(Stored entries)
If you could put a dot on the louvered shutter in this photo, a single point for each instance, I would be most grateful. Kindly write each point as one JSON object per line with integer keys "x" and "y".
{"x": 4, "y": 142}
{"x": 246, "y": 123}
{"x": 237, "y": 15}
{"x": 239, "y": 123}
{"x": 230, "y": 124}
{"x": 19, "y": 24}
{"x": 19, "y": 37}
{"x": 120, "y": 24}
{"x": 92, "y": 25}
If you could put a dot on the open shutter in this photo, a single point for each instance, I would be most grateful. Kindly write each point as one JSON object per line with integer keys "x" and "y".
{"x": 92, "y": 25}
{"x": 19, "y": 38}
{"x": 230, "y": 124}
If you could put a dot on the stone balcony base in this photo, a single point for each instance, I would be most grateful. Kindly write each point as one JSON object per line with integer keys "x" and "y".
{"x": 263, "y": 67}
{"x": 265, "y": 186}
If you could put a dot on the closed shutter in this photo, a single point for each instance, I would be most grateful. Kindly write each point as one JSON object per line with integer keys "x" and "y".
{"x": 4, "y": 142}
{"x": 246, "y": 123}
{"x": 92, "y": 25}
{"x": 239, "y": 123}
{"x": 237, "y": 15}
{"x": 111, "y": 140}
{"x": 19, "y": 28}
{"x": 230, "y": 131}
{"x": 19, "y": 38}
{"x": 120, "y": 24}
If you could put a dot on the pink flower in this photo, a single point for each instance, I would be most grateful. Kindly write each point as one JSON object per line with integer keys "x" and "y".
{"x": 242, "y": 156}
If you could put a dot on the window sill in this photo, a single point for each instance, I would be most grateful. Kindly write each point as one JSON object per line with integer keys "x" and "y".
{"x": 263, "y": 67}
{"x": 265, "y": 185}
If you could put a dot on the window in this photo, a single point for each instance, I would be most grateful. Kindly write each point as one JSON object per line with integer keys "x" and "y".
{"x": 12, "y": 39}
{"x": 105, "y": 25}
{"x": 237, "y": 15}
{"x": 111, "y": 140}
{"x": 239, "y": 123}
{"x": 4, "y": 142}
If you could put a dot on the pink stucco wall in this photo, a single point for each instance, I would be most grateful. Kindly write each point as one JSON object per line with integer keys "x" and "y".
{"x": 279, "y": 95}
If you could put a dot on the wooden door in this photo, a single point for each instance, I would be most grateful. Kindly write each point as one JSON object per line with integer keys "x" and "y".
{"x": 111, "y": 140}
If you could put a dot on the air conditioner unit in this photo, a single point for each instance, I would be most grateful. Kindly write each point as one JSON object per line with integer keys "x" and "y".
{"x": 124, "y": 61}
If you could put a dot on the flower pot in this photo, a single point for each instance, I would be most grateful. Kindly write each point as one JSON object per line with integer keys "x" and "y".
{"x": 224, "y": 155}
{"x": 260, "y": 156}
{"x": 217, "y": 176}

## ASSIGNMENT
An exact restatement of the lines from the one with "If you could put a dot on the air" through the last line of the data is the only acceptable answer.

## ANSWER BELOW
If you could put a dot on the air conditioner unit in this photo, a single point for each instance, I would be most grateful. Kindly write each point as one JSON object per line with integer keys "x" and "y".
{"x": 124, "y": 61}
If you could put a dot on the flower pot in this photo, a single point for each instance, I would be most grateful. Kindly write each point as one JSON object per line with integer keys "x" and "y".
{"x": 224, "y": 155}
{"x": 260, "y": 156}
{"x": 217, "y": 176}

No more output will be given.